-- Work instruction 1 --
In the passage on Owain's family, who created Dafydd ap Gruffydd Baron of Hendwr?
-- Work instruction 2 --
Rewrite the passage on Owain's family starting with "Owain first married" and going on through "and Thomas Wynn.", putting "Margaret" in place of "Marred".
-- Work instruction 3 --
Carry the passage on Owain's family forward from its last sentence.

-- Passage --
────
Owain first married Jonet verch Hywel (whose ancestor was Athelstan Glodrudd of the Fifth Royal Tribe) but with her had no children. He next married Marred ferch Einion ap Seisyllt who was to be the mother of his three sons, Bleddyn, Gruffydd, Iorwerth.
Bleddyn on the death of his father was made Lord of Dinmael, some notable descendants patrilineally of Bleddyn are the Wynn's of Dudleston descended from Howell second son of Owain ap Bleddyn whose coat of arms is the black lion rampart on an Ardent(Silver)shield, who were living in 1634 with the descendant of the family known as Morgan Wynn Barrister at Law living in the parish of Dudleston at the Estate inherited by the family through an earlier marriage, the Pentre Morgan property. He also had two younger brother Richard and Thomas Wynn.

His eldest son, Gruffydd ap Owain Brogyntyn, inherited half the Lordship of Edeirnion centred on Hendwr, and his eldest son Dafydd ap Gruffydd was created Baron of Hendwr by Edward I for supporting his cause.
────
-- Provided data --
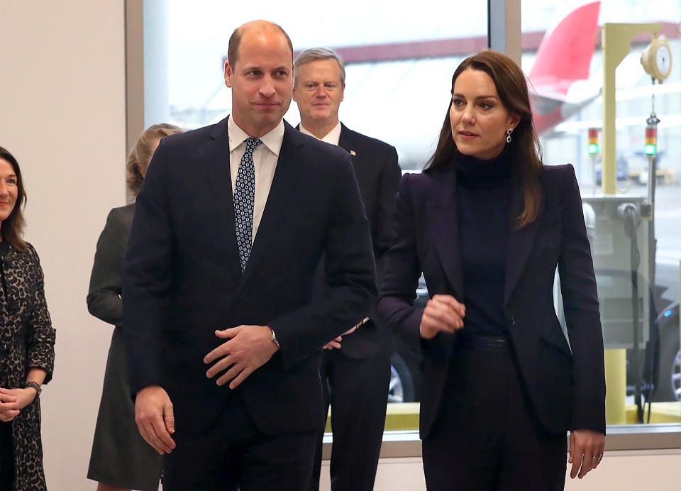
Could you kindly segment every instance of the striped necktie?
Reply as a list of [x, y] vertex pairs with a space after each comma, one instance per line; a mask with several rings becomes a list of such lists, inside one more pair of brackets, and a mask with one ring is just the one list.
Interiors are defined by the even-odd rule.
[[253, 152], [262, 143], [258, 138], [246, 139], [246, 151], [239, 163], [234, 187], [234, 221], [242, 272], [246, 269], [253, 239], [253, 202], [255, 199]]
────
-- Exercise response 1 --
Edward I

-- Exercise response 2 --
Owain first married Jonet verch Hywel (whose ancestor was Athelstan Glodrudd of the Fifth Royal Tribe) but with her had no children. He next married Margaret ferch Einion ap Seisyllt who was to be the mother of his three sons, Bleddyn, Gruffydd, Iorwerth.
Bleddyn on the death of his father was made Lord of Dinmael, some notable descendants patrilineally of Bleddyn are the Wynn's of Dudleston descended from Howell second son of Owain ap Bleddyn whose coat of arms is the black lion rampart on an Ardent(Silver)shield, who were living in 1634 with the descendant of the family known as Morgan Wynn Barrister at Law living in the parish of Dudleston at the Estate inherited by the family through an earlier marriage, the Pentre Morgan property. He also had two younger brother Richard and Thomas Wynn.

-- Exercise response 3 --
His youngest son, Iorwerth ab Owain Brogyntyn, who inherited half the Lordship of Edeirnion, married Efa verch Madoc the sole heir of Madoc, Lord of Mawddwy (the younger son of Gwenwynwyn, prince of Powys Wenwynwyn). The son of Iorwerth and Efa, Gruffudd ab Iorwerth, was confirmed in his lands as Baron of Kymmer-yn-Edeirnion by Edward I under the terms of the Statute of Rhuddlan by which England organised the subjugation of Wales.

According to Philip York writing in 1799 a cup and a dagger belonging to Owain Brogyntyn were preserved at Rûg in Edeyrnion. Later accounts in the National Gazetteer dated 1868 state that a cup and dagger in the possession of "Colonel Vaughan of Rhug" were once owned by another Owain of Powys, the much later Owain Glyndŵr. These objects, whoever the original owner, may now be lost.